*Instructions to follow*: Everything in the listing below from the line containing "Query: fluorescent light strip" through the line containing "find station name" must be repeated exactly; the remaining lines are not wanted.

*Data for this exercise*:
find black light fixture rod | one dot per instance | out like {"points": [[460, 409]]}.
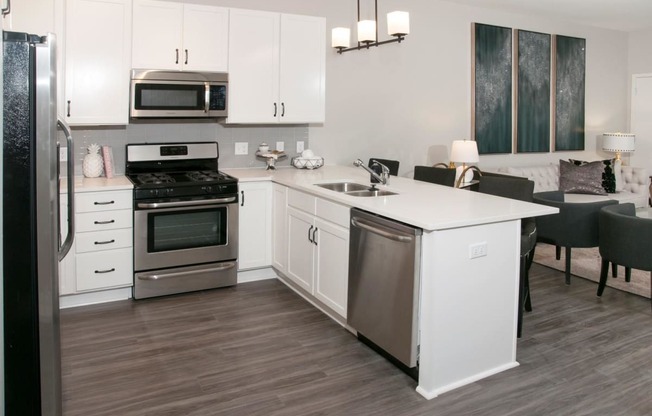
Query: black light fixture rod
{"points": [[398, 38]]}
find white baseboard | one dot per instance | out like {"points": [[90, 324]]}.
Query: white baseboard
{"points": [[254, 275], [102, 296]]}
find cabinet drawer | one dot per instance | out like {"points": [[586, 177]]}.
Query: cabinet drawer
{"points": [[103, 201], [104, 269], [335, 213], [301, 200], [103, 240], [104, 220]]}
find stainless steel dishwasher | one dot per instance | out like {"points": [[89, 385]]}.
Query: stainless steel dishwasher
{"points": [[384, 268]]}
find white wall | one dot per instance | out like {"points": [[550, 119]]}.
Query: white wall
{"points": [[405, 101]]}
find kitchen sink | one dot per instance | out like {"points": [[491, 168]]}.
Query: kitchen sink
{"points": [[355, 189], [344, 186], [371, 192]]}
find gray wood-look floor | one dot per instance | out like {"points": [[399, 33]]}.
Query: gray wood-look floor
{"points": [[259, 349]]}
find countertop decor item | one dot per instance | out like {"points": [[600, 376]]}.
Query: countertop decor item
{"points": [[313, 162], [93, 163], [618, 143], [398, 25]]}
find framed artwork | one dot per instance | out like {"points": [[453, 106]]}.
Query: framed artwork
{"points": [[533, 92], [492, 88], [570, 67]]}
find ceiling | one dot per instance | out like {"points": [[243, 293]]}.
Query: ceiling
{"points": [[624, 15]]}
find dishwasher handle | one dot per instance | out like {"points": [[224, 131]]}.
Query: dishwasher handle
{"points": [[381, 231]]}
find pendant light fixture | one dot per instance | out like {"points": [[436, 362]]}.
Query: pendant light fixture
{"points": [[398, 25]]}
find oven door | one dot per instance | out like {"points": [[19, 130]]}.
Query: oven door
{"points": [[181, 233]]}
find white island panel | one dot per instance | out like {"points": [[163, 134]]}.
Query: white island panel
{"points": [[468, 306]]}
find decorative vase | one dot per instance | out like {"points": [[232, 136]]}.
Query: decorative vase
{"points": [[93, 164]]}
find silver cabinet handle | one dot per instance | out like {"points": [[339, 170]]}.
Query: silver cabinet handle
{"points": [[360, 223], [67, 244]]}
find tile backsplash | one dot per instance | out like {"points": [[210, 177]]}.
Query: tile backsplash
{"points": [[163, 132]]}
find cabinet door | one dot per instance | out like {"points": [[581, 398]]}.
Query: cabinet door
{"points": [[253, 66], [255, 225], [302, 71], [300, 248], [332, 265], [157, 37], [279, 228], [205, 38], [97, 61]]}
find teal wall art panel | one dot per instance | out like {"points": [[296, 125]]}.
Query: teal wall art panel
{"points": [[533, 92], [492, 93], [570, 67]]}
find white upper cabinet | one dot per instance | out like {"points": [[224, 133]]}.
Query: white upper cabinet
{"points": [[97, 62], [302, 74], [276, 68], [177, 36]]}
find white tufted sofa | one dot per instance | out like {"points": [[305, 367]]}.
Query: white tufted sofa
{"points": [[546, 178]]}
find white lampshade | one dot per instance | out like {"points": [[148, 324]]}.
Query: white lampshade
{"points": [[618, 142], [464, 151], [398, 23], [367, 31], [341, 37]]}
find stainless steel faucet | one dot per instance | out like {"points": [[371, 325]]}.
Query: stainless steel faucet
{"points": [[384, 171]]}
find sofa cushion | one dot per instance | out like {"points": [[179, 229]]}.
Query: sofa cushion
{"points": [[608, 173], [582, 179]]}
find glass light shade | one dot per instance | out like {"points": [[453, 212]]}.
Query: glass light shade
{"points": [[618, 142], [341, 37], [464, 151], [398, 23], [367, 31]]}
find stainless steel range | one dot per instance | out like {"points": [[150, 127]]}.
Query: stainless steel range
{"points": [[185, 219]]}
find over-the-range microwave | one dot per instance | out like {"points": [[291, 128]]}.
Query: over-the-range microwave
{"points": [[178, 94]]}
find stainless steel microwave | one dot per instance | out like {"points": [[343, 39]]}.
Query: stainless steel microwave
{"points": [[178, 94]]}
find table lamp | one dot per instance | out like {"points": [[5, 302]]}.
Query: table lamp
{"points": [[465, 151]]}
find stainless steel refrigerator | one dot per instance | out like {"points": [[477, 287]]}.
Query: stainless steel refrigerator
{"points": [[31, 242]]}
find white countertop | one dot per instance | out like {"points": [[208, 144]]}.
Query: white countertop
{"points": [[425, 205], [83, 184]]}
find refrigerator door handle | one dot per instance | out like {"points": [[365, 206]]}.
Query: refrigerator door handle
{"points": [[67, 244]]}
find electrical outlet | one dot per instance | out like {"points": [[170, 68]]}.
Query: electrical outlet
{"points": [[241, 148], [478, 250]]}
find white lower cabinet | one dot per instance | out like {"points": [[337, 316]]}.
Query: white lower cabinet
{"points": [[255, 225], [279, 228], [318, 248], [103, 240]]}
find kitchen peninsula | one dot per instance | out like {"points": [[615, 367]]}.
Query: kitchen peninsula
{"points": [[467, 306]]}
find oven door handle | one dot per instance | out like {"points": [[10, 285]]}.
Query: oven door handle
{"points": [[200, 202], [224, 266]]}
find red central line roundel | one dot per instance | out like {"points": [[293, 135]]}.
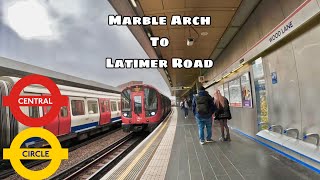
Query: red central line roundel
{"points": [[56, 100]]}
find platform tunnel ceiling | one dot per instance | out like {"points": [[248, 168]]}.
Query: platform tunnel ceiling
{"points": [[227, 17]]}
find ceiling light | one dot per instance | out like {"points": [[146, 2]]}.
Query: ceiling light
{"points": [[133, 2], [190, 41], [204, 33]]}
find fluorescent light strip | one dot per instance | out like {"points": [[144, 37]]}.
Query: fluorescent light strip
{"points": [[133, 2]]}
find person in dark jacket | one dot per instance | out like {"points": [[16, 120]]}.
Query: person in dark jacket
{"points": [[223, 114], [203, 107]]}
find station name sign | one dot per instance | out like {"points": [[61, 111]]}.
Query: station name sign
{"points": [[281, 32]]}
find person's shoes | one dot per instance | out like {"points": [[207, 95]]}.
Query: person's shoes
{"points": [[227, 139], [209, 140]]}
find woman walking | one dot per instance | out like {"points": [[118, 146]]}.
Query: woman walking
{"points": [[223, 114]]}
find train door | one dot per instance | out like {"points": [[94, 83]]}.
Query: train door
{"points": [[138, 111], [261, 92], [105, 114], [93, 111], [62, 123], [115, 112]]}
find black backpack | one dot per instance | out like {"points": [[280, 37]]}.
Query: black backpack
{"points": [[224, 112], [203, 107]]}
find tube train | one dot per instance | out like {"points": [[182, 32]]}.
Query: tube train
{"points": [[88, 112], [143, 108]]}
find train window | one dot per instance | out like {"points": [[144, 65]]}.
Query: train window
{"points": [[137, 105], [125, 100], [108, 105], [151, 100], [113, 106], [34, 112], [64, 111], [77, 107], [92, 107], [103, 106], [119, 106]]}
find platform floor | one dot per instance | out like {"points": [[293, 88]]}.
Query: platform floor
{"points": [[241, 158]]}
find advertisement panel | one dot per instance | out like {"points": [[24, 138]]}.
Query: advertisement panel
{"points": [[235, 93], [226, 90], [246, 90]]}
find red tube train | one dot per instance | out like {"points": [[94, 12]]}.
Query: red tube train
{"points": [[143, 108]]}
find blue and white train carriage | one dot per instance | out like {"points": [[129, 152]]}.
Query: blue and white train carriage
{"points": [[88, 112]]}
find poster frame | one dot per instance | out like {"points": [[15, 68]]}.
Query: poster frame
{"points": [[250, 88]]}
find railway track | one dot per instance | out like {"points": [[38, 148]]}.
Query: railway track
{"points": [[30, 164], [100, 163]]}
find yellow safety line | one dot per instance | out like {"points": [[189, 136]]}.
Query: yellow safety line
{"points": [[134, 162]]}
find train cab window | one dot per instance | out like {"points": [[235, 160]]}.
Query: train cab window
{"points": [[77, 107], [92, 107], [137, 104], [119, 105], [151, 101], [34, 112], [107, 106], [125, 100], [64, 111], [113, 106]]}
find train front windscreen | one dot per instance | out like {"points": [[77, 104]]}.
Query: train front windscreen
{"points": [[151, 101], [126, 103]]}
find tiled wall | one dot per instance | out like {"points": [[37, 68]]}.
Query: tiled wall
{"points": [[293, 101]]}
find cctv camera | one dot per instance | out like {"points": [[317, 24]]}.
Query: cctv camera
{"points": [[190, 41]]}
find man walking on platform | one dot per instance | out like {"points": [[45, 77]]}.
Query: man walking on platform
{"points": [[203, 108]]}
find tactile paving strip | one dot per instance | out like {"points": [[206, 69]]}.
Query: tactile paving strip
{"points": [[127, 170], [157, 167]]}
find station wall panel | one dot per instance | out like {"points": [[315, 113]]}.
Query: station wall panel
{"points": [[292, 102]]}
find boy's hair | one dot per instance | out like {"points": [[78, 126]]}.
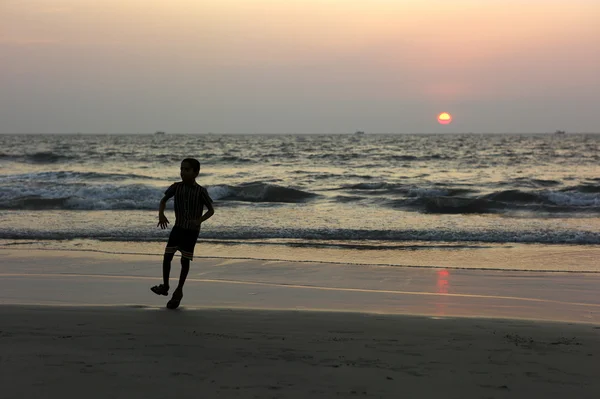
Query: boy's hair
{"points": [[194, 163]]}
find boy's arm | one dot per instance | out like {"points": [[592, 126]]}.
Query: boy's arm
{"points": [[162, 205], [209, 212], [163, 222]]}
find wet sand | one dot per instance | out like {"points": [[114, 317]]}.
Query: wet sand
{"points": [[85, 324]]}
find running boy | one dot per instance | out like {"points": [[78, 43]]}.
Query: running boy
{"points": [[190, 199]]}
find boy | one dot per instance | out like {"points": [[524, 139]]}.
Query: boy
{"points": [[190, 199]]}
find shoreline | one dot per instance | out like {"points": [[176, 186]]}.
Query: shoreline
{"points": [[555, 258], [68, 278]]}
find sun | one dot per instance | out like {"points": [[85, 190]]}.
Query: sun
{"points": [[444, 118]]}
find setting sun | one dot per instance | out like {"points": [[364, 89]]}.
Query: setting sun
{"points": [[444, 118]]}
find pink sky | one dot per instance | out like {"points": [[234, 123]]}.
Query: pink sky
{"points": [[299, 65]]}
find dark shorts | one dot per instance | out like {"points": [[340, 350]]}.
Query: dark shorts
{"points": [[182, 240]]}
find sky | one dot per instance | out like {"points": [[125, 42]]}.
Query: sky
{"points": [[299, 66]]}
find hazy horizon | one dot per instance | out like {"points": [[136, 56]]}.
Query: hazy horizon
{"points": [[300, 66]]}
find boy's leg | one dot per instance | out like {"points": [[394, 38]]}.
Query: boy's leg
{"points": [[167, 267], [186, 248], [185, 268]]}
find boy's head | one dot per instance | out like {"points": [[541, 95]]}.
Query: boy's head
{"points": [[190, 168]]}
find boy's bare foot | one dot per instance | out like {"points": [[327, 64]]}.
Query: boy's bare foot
{"points": [[160, 289], [175, 299]]}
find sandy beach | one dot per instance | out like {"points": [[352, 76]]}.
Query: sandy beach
{"points": [[85, 324]]}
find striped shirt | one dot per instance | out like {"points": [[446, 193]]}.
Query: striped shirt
{"points": [[189, 203]]}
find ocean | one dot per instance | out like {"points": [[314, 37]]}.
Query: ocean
{"points": [[398, 200]]}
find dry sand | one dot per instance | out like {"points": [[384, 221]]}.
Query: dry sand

*Expected output*:
Query: fluorescent light strip
{"points": [[133, 2]]}
find person in dark jacket | one dot per instance | out like {"points": [[16, 120]]}.
Query: person in dark jacket
{"points": [[223, 114], [203, 107]]}
find station name sign | one dot per instance | out like {"points": [[61, 111]]}.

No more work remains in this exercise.